**Aim:**
Rewrite every one of the records below, swapping "white high-rise building" for "tall white tower" wherever it appears and leaving everything else as it is. Don't include the pictures.

**Records supplied:**
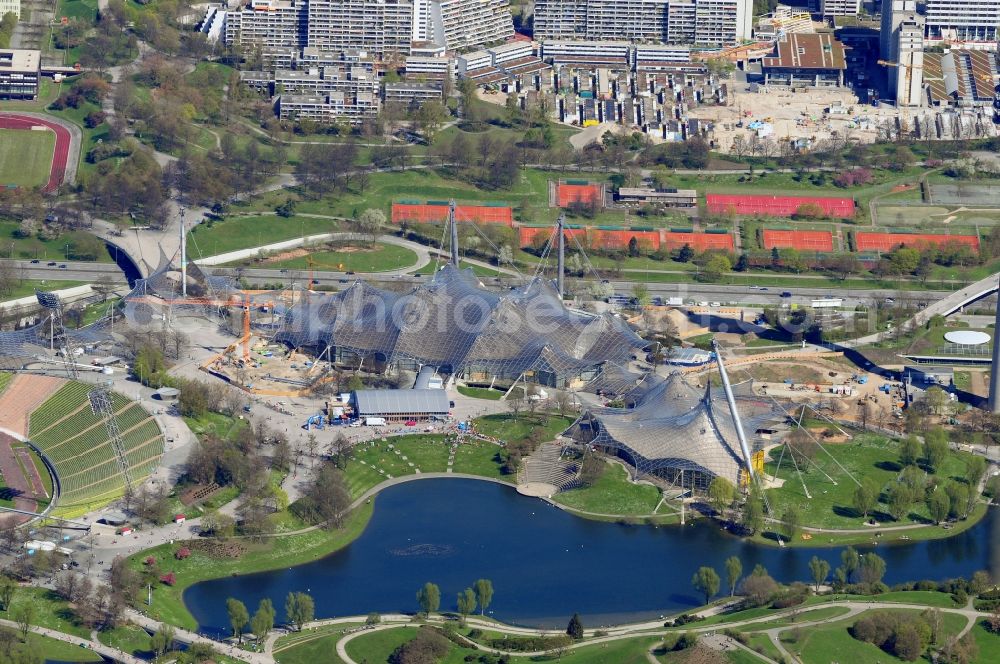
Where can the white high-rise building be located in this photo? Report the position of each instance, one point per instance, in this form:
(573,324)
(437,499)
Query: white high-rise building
(902,47)
(963,20)
(704,22)
(840,7)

**Complete response:**
Where can the tall white tower be located in this photo? Report the position of each instance, one point per instance, in this form:
(573,324)
(437,499)
Query: tall white tower
(902,47)
(963,20)
(704,22)
(840,7)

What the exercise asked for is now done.